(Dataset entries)
---*---
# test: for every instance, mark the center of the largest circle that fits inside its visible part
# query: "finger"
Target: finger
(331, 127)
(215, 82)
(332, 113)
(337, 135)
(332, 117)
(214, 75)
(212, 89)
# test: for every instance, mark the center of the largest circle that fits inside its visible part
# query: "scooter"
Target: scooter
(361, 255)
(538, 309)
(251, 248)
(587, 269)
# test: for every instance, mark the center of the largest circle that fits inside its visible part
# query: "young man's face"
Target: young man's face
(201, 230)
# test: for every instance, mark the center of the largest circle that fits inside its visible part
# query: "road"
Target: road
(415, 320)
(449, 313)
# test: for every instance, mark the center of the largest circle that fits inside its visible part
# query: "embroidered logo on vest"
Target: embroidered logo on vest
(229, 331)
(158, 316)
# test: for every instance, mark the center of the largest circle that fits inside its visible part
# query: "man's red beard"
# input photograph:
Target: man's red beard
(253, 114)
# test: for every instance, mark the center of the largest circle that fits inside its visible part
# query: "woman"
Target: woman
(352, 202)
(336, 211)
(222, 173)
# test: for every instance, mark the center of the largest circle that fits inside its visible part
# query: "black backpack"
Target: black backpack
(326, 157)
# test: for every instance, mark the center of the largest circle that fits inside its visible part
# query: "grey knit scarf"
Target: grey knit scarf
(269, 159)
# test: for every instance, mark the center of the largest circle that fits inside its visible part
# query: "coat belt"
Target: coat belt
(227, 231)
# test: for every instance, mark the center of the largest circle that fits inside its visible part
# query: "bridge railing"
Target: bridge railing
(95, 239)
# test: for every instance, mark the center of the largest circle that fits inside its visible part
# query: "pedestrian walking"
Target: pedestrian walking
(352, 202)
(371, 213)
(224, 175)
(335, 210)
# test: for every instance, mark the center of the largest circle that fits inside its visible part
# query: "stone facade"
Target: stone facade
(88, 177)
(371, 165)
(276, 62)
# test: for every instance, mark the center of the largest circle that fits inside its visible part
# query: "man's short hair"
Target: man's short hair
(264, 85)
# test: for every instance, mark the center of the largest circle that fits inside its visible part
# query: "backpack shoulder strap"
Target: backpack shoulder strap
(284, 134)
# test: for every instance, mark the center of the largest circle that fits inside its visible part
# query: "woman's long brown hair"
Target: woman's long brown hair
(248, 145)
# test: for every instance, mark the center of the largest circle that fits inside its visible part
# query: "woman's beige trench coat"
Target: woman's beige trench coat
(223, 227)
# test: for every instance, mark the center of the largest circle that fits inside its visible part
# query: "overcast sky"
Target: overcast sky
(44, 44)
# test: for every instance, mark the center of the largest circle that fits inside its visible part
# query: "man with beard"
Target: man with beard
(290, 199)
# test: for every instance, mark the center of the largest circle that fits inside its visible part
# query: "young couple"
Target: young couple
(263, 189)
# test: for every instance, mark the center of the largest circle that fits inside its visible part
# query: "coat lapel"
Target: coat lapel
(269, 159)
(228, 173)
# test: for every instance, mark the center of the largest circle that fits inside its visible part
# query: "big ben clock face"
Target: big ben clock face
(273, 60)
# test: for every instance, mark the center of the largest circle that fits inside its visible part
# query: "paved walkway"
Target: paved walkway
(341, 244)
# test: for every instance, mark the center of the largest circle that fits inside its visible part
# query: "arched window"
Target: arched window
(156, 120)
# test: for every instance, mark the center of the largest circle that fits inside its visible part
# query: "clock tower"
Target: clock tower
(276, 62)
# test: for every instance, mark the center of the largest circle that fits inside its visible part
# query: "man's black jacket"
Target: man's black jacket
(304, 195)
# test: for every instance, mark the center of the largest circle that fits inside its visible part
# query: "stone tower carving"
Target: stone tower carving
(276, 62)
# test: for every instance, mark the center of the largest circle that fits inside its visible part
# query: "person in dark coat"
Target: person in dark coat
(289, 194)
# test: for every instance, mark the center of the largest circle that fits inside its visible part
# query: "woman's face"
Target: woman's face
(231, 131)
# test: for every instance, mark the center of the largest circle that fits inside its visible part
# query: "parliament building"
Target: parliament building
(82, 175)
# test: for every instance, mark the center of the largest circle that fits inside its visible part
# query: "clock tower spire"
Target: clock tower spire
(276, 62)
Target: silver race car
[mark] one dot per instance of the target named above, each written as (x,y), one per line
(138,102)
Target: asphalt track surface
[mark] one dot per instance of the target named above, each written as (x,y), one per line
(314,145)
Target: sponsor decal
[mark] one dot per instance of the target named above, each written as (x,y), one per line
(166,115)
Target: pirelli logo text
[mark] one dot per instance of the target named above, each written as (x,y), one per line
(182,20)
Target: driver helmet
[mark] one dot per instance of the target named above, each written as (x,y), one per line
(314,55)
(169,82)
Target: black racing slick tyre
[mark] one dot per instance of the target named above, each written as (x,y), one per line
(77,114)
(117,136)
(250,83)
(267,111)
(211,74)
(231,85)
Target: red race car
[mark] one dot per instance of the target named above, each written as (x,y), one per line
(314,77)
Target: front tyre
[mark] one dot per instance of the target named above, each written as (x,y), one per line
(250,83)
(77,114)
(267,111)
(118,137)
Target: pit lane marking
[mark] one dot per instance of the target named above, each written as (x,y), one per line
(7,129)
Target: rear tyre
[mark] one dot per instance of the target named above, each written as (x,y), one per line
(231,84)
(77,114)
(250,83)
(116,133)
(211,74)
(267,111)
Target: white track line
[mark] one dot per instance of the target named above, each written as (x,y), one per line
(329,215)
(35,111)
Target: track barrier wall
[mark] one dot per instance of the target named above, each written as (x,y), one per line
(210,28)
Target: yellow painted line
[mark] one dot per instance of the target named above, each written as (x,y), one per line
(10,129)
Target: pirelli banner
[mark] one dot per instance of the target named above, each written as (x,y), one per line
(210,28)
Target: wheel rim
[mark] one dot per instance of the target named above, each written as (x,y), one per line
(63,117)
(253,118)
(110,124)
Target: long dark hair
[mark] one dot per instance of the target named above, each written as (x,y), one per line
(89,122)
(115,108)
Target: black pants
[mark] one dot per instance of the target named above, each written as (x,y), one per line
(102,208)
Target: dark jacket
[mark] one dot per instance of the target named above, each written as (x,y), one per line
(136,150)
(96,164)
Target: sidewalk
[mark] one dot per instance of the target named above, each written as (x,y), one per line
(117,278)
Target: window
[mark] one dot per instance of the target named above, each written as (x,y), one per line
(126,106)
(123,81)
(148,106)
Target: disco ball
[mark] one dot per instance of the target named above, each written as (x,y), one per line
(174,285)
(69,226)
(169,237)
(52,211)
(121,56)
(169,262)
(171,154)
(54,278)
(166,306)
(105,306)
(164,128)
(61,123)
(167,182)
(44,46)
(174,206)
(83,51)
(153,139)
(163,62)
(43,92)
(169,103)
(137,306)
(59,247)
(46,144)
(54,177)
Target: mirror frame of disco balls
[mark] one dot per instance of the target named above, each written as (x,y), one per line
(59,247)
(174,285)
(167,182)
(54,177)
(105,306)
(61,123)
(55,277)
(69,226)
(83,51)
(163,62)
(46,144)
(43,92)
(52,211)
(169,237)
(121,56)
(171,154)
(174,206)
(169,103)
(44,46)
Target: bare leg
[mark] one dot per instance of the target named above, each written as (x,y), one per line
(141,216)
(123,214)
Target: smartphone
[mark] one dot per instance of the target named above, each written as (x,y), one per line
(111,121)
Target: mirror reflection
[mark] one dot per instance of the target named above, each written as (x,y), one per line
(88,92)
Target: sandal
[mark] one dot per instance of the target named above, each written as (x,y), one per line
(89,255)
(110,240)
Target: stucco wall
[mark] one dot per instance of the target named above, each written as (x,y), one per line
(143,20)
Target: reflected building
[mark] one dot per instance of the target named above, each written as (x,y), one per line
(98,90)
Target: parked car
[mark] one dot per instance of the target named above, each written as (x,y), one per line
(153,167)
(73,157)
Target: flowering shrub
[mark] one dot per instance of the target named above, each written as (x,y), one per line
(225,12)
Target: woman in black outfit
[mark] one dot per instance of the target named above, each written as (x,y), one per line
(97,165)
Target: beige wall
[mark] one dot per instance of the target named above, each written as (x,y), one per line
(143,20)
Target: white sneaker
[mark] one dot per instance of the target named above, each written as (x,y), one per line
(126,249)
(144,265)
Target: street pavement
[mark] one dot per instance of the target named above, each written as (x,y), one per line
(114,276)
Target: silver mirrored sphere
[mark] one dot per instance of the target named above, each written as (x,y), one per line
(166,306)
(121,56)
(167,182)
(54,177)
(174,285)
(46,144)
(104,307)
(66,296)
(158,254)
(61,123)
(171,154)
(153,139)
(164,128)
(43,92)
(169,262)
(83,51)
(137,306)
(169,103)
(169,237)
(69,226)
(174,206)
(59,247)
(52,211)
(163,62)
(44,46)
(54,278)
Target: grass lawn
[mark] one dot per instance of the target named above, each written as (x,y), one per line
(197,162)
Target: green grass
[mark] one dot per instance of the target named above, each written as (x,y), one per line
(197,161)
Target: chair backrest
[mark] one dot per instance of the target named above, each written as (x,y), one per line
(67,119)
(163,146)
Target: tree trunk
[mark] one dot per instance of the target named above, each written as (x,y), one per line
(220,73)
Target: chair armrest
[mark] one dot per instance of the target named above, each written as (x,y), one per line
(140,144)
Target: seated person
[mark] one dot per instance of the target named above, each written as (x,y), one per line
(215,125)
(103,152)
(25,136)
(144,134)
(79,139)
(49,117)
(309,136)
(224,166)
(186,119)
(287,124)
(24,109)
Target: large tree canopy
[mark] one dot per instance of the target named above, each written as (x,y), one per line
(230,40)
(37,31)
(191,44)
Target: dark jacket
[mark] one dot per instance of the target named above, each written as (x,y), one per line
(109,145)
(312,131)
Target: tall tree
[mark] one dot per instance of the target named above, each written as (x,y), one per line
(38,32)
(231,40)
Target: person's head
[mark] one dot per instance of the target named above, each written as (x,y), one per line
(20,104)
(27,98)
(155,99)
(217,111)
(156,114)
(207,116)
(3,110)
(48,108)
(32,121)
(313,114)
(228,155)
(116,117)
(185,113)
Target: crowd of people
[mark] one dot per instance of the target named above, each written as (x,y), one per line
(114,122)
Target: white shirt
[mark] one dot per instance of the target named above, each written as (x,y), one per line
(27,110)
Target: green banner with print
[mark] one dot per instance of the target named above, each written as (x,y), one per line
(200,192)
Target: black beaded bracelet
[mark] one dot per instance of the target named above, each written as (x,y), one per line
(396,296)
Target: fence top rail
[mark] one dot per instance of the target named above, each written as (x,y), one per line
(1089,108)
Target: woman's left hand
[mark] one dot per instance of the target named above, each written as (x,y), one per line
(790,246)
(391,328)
---*---
What to produce >> Which lines above contain the word "wall"? Copy all of them.

Result of the exercise >>
Target: track barrier wall
Target: stucco wall
Target: beige wall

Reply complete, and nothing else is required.